* _PROMPT_
Reproduce the data from the line with "For the benchmark, mark every instance of the dark" up to and including the last line, requests included, multiplying every point coordinate in the answers by 0.2 and rounding to whole numbers with halves rounded up. Keep the numbers in the requests and their format samples unchanged, and give only those lines.

--- BEGIN ---

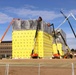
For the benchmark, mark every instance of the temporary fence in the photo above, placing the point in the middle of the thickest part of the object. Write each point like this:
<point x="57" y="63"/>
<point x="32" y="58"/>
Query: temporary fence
<point x="38" y="69"/>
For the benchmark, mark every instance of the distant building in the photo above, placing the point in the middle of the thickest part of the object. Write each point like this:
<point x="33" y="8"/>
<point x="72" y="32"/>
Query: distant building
<point x="6" y="48"/>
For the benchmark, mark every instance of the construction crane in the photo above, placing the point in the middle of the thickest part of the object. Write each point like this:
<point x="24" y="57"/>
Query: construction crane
<point x="57" y="56"/>
<point x="7" y="29"/>
<point x="66" y="55"/>
<point x="33" y="54"/>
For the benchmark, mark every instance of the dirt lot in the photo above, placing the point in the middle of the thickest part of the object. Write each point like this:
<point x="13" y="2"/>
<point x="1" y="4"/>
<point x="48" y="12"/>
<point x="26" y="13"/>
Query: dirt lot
<point x="37" y="66"/>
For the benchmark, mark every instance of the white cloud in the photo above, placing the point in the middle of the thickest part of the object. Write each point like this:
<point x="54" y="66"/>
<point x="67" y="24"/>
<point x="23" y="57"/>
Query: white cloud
<point x="73" y="11"/>
<point x="4" y="18"/>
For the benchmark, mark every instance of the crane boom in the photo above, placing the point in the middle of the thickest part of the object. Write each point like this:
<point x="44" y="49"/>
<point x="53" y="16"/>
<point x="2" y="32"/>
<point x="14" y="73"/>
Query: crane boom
<point x="69" y="23"/>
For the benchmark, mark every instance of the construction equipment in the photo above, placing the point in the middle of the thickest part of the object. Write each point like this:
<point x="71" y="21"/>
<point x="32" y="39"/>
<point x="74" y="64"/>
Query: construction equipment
<point x="7" y="30"/>
<point x="33" y="54"/>
<point x="69" y="23"/>
<point x="57" y="56"/>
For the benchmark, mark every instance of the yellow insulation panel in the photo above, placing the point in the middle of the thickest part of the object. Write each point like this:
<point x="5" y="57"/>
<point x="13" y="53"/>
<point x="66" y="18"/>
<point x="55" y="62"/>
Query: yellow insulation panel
<point x="23" y="43"/>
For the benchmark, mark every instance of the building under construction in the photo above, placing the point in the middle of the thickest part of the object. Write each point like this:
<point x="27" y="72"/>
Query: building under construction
<point x="23" y="40"/>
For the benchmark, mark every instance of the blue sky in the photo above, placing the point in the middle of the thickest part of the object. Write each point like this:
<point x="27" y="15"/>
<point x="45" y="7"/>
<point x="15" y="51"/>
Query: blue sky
<point x="49" y="10"/>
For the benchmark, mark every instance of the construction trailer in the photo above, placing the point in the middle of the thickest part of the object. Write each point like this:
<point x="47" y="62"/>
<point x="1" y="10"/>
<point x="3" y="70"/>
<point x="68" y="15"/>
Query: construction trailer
<point x="23" y="39"/>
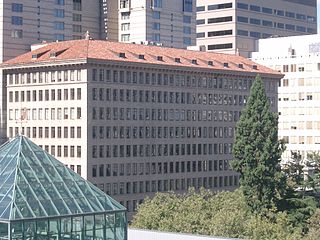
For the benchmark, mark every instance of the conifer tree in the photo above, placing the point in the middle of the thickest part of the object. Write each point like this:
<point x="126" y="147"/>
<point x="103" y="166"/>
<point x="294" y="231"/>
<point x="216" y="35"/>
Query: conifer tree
<point x="257" y="151"/>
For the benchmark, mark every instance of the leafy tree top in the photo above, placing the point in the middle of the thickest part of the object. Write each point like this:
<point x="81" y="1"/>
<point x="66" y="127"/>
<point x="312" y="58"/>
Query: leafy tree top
<point x="257" y="151"/>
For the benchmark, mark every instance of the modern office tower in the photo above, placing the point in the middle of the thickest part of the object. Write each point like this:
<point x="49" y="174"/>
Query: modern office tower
<point x="299" y="92"/>
<point x="43" y="199"/>
<point x="134" y="119"/>
<point x="233" y="26"/>
<point x="168" y="22"/>
<point x="23" y="23"/>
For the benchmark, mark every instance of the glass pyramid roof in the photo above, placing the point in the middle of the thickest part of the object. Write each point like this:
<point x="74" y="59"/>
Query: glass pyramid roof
<point x="33" y="184"/>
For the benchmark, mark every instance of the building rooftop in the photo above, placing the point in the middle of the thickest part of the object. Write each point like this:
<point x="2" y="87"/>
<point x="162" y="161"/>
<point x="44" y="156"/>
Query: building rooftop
<point x="76" y="50"/>
<point x="33" y="184"/>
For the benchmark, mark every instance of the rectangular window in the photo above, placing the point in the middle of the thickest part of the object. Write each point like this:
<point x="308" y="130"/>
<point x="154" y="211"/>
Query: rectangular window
<point x="187" y="19"/>
<point x="155" y="15"/>
<point x="267" y="10"/>
<point x="255" y="8"/>
<point x="219" y="6"/>
<point x="15" y="20"/>
<point x="58" y="25"/>
<point x="156" y="3"/>
<point x="17" y="7"/>
<point x="220" y="46"/>
<point x="220" y="19"/>
<point x="242" y="6"/>
<point x="58" y="13"/>
<point x="187" y="5"/>
<point x="16" y="33"/>
<point x="243" y="19"/>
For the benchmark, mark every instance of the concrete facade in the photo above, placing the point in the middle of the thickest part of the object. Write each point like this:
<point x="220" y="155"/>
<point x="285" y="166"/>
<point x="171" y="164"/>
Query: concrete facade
<point x="233" y="26"/>
<point x="132" y="123"/>
<point x="23" y="23"/>
<point x="299" y="91"/>
<point x="167" y="22"/>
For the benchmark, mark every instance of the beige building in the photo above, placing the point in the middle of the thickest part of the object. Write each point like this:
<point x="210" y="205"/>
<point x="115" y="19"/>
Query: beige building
<point x="171" y="23"/>
<point x="134" y="119"/>
<point x="23" y="23"/>
<point x="299" y="91"/>
<point x="233" y="26"/>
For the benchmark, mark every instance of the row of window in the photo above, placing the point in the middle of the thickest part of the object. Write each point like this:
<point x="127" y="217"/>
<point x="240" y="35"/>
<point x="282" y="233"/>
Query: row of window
<point x="44" y="77"/>
<point x="165" y="185"/>
<point x="277" y="12"/>
<point x="165" y="114"/>
<point x="47" y="132"/>
<point x="45" y="95"/>
<point x="214" y="7"/>
<point x="214" y="20"/>
<point x="143" y="132"/>
<point x="146" y="78"/>
<point x="45" y="113"/>
<point x="168" y="167"/>
<point x="147" y="96"/>
<point x="267" y="23"/>
<point x="156" y="150"/>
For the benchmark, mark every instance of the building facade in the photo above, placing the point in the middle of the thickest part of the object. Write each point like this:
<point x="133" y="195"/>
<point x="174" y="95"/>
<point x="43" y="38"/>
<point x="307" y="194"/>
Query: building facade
<point x="299" y="91"/>
<point x="134" y="120"/>
<point x="171" y="23"/>
<point x="23" y="23"/>
<point x="233" y="26"/>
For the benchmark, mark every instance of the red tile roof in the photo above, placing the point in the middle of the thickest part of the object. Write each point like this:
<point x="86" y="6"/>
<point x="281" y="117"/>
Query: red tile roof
<point x="107" y="50"/>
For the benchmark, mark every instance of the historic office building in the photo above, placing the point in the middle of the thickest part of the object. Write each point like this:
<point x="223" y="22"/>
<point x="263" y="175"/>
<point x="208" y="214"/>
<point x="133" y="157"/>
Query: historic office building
<point x="23" y="23"/>
<point x="134" y="119"/>
<point x="171" y="23"/>
<point x="299" y="90"/>
<point x="233" y="26"/>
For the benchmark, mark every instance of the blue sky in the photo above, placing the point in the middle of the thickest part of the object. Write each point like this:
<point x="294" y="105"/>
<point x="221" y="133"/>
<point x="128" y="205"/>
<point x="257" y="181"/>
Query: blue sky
<point x="318" y="1"/>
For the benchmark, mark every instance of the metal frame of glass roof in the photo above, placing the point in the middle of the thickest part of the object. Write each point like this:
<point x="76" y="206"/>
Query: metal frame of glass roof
<point x="35" y="188"/>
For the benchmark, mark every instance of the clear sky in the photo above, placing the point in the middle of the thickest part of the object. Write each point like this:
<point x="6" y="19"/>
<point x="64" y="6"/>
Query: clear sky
<point x="318" y="3"/>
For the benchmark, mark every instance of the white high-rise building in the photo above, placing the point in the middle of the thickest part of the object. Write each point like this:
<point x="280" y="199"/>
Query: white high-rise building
<point x="134" y="119"/>
<point x="233" y="26"/>
<point x="171" y="23"/>
<point x="298" y="58"/>
<point x="23" y="23"/>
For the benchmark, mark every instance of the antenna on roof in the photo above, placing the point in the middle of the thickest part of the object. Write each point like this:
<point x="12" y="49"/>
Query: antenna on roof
<point x="22" y="120"/>
<point x="87" y="36"/>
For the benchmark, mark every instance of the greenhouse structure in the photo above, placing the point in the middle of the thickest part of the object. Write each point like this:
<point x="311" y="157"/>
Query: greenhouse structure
<point x="40" y="198"/>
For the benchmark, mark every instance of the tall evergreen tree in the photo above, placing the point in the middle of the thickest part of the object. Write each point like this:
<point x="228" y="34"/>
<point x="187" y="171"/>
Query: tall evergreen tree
<point x="257" y="151"/>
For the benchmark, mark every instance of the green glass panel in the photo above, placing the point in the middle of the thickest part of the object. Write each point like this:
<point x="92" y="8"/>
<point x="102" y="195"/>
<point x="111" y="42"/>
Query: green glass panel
<point x="16" y="231"/>
<point x="110" y="220"/>
<point x="84" y="205"/>
<point x="59" y="204"/>
<point x="30" y="229"/>
<point x="35" y="184"/>
<point x="99" y="222"/>
<point x="4" y="231"/>
<point x="49" y="207"/>
<point x="54" y="229"/>
<point x="120" y="225"/>
<point x="42" y="229"/>
<point x="66" y="228"/>
<point x="88" y="226"/>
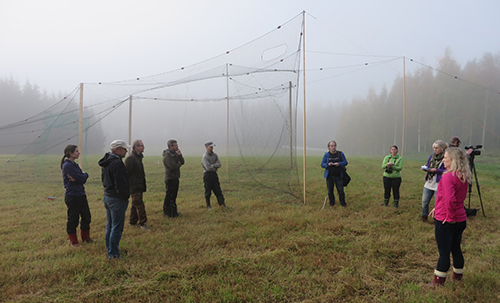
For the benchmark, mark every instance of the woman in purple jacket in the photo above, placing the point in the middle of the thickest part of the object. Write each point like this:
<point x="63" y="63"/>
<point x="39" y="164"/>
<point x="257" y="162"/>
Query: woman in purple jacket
<point x="75" y="197"/>
<point x="434" y="168"/>
<point x="449" y="213"/>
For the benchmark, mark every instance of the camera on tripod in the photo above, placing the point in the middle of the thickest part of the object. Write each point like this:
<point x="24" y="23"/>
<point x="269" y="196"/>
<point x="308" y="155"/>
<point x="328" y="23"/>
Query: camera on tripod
<point x="475" y="151"/>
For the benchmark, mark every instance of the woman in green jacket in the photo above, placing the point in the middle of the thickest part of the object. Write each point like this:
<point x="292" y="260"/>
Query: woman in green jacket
<point x="392" y="165"/>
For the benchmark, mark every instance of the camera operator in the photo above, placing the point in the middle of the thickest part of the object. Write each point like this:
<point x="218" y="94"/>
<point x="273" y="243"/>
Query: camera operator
<point x="455" y="142"/>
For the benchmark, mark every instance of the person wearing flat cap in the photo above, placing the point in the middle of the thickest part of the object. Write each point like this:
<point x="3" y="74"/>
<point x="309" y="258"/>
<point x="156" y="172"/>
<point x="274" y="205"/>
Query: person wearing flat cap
<point x="116" y="194"/>
<point x="210" y="162"/>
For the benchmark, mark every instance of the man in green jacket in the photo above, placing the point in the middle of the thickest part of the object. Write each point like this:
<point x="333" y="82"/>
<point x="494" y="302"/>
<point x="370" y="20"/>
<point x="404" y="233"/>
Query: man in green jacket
<point x="392" y="166"/>
<point x="172" y="160"/>
<point x="137" y="182"/>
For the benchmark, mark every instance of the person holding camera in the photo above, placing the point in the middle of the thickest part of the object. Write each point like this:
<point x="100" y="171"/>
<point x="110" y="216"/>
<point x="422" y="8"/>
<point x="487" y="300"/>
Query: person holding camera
<point x="449" y="213"/>
<point x="392" y="166"/>
<point x="435" y="169"/>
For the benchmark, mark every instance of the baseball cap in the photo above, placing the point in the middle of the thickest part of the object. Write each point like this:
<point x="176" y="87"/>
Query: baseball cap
<point x="119" y="143"/>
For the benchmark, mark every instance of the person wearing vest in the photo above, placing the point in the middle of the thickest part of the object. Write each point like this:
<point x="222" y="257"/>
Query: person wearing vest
<point x="392" y="166"/>
<point x="334" y="163"/>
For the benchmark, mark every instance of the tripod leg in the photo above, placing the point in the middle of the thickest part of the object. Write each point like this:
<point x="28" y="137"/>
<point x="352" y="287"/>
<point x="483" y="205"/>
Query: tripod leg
<point x="479" y="191"/>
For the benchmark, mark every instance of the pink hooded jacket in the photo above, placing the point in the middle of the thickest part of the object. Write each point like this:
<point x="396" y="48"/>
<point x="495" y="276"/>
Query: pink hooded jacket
<point x="450" y="199"/>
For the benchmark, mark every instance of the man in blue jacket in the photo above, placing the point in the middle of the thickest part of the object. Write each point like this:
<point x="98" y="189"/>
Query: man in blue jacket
<point x="334" y="163"/>
<point x="116" y="194"/>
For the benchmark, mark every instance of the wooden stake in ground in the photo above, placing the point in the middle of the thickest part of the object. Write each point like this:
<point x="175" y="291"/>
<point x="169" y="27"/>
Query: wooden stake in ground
<point x="324" y="203"/>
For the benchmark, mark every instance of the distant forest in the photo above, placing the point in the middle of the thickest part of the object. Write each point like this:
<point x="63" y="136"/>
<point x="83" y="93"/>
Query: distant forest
<point x="441" y="102"/>
<point x="20" y="102"/>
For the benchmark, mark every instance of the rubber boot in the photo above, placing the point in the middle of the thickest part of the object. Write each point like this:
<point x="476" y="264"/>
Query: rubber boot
<point x="458" y="273"/>
<point x="438" y="281"/>
<point x="74" y="240"/>
<point x="86" y="236"/>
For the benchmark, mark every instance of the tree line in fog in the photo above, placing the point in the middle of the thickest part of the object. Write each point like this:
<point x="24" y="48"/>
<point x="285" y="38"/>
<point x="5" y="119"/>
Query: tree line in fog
<point x="442" y="101"/>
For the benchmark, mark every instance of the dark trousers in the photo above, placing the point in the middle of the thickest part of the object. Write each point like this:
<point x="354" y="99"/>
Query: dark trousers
<point x="78" y="207"/>
<point x="138" y="210"/>
<point x="169" y="204"/>
<point x="394" y="184"/>
<point x="449" y="238"/>
<point x="336" y="181"/>
<point x="211" y="180"/>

--- END ---

* _THE COMPLETED TASK_
For the benchmark, mark every instance of the dark trousers in the photo above, placing the point in the middle of the thickest part of the object. Write each point like this:
<point x="354" y="99"/>
Query: dark trousers
<point x="16" y="41"/>
<point x="28" y="42"/>
<point x="34" y="41"/>
<point x="79" y="37"/>
<point x="90" y="48"/>
<point x="67" y="36"/>
<point x="42" y="36"/>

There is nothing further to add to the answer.